▼

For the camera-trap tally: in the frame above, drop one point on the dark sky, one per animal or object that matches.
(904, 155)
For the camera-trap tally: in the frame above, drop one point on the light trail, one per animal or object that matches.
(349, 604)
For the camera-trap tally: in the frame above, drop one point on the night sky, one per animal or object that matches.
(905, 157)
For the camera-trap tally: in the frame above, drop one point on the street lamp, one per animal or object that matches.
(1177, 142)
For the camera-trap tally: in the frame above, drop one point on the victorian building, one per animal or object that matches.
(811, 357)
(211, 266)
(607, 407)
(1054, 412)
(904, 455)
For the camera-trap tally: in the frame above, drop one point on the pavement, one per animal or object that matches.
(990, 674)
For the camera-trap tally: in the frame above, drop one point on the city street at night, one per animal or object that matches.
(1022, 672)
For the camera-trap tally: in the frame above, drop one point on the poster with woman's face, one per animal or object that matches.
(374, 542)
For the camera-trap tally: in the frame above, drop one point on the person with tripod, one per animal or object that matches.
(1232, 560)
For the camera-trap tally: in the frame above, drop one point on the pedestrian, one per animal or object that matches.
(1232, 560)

▲

Exactly as written, output all of the entries.

_EXERCISE OUTPUT_
For the camera-trap tally: in the frame above, drop one point on the dark sky, one per animal or object that matches.
(904, 155)
For the camera-trap tally: in the frame above, drop one point on the light trail, one per animal or object that matches.
(349, 604)
For the camera-trap tally: in the frame above, drop one point on the night sky, one per animal or object that matches.
(905, 157)
For the camera-trap tally: in the frame above, drop one point on the street lamp, one per animal or object that matches.
(1177, 142)
For the camera-trap tally: in the frame above, drop one point on the victorian building, one per animal or object that matches.
(811, 357)
(211, 266)
(607, 407)
(1054, 412)
(904, 455)
For the camera-trap tally: in the frame above, drop one point on the pavement, one per animal or object that matches.
(990, 674)
For the camera-trap tally: in the frame above, drop one point on the city street at night, one per animal or object that matches.
(1022, 672)
For the camera-trap tally: in the frame above, drop one point on the poster with woman's face, one per animal or object that matches.
(374, 542)
For the camera-trap tally: in the frame above, drop one point on the person with tripod, one per animal or object that matches.
(1232, 560)
For the camera-trap tally: in the frame above, drop one point on the pedestrian, one per animal or object that matches.
(1232, 560)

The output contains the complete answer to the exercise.